--- Task description ---
Return a copy of every line in the records that includes the word "road".

(Point-per-instance localization data)

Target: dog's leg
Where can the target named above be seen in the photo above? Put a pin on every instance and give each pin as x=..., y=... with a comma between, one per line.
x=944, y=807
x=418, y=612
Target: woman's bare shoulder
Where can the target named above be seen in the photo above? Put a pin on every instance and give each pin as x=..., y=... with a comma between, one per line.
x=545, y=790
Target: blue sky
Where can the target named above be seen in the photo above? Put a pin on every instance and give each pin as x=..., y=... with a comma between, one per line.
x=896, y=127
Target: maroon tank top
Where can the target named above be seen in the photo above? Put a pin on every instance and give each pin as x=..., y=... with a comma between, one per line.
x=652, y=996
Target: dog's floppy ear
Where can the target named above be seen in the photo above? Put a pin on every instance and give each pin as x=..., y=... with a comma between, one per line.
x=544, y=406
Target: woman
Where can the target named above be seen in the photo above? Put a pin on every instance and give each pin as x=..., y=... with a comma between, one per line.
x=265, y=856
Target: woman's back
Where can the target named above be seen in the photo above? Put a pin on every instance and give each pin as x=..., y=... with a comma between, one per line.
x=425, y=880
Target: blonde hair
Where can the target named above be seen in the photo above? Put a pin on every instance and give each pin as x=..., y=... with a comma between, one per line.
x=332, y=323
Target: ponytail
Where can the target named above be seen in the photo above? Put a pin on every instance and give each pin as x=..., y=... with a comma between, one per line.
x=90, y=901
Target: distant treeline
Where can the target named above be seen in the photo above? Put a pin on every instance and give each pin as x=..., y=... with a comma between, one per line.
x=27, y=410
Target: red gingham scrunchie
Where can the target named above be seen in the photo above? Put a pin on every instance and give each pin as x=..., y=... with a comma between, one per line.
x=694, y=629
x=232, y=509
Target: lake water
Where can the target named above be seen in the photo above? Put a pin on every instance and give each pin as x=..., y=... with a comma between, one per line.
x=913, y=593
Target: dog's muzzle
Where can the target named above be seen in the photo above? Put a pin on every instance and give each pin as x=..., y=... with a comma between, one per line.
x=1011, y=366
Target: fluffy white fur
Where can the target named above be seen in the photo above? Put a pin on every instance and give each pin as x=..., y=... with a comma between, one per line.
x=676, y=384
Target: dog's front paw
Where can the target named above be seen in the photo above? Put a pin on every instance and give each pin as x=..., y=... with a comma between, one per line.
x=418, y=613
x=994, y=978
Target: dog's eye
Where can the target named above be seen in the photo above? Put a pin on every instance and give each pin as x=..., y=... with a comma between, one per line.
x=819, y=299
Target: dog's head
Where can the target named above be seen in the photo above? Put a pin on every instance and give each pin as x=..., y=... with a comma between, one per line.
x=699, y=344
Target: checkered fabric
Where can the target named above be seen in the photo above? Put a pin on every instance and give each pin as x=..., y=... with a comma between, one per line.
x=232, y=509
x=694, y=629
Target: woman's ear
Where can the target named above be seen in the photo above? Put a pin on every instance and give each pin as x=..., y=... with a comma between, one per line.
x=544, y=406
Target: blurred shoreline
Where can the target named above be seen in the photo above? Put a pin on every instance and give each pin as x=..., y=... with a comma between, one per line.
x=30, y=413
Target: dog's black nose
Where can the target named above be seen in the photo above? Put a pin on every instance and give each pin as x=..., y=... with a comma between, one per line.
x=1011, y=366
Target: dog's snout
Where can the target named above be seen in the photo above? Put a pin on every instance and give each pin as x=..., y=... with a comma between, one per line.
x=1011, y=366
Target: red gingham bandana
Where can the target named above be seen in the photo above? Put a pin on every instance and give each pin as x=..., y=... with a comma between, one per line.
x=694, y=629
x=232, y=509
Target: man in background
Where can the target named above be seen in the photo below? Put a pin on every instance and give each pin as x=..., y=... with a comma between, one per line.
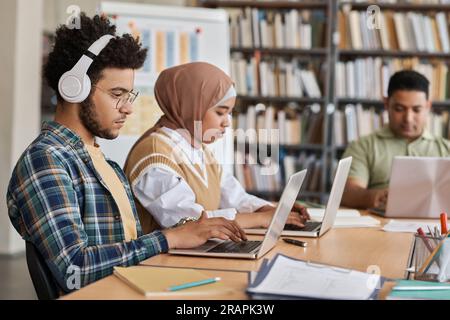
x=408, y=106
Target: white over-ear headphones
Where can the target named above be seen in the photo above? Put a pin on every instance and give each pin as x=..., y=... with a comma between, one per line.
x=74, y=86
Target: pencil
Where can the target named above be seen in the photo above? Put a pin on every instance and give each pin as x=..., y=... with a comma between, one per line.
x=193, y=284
--
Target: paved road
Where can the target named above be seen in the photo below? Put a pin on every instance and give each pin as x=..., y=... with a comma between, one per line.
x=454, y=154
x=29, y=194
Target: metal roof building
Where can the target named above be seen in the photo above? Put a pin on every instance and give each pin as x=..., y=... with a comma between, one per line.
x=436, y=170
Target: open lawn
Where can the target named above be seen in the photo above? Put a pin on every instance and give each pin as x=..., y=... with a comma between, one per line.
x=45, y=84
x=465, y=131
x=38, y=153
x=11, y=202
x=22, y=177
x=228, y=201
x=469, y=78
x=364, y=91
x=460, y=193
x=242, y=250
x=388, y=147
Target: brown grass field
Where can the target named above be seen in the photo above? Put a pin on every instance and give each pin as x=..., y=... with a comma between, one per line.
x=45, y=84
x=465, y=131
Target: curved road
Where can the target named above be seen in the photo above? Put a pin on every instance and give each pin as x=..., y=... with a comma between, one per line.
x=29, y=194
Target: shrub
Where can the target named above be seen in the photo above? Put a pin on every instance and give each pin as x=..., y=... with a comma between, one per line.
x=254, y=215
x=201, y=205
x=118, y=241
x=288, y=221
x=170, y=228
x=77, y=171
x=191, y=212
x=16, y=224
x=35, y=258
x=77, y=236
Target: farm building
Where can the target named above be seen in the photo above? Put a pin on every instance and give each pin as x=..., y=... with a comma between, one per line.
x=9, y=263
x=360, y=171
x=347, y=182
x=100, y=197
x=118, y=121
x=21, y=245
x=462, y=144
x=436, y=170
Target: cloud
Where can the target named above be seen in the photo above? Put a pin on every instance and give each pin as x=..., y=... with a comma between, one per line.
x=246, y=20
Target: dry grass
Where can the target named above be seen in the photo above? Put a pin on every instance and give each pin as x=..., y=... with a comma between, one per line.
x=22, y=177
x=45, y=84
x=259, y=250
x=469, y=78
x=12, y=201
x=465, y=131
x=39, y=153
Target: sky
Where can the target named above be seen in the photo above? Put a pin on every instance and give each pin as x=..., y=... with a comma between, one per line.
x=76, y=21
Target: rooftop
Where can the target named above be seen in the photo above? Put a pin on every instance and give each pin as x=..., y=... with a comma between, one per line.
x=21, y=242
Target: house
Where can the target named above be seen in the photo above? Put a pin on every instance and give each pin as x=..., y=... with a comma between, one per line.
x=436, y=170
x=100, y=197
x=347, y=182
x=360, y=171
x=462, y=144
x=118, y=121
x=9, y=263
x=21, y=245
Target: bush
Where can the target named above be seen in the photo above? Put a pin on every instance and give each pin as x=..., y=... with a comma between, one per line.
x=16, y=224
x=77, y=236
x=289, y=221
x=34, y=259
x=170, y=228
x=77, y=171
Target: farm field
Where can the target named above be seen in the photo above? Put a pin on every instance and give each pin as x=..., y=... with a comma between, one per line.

--- Result of the exercise ---
Target: paved road
Target: curved road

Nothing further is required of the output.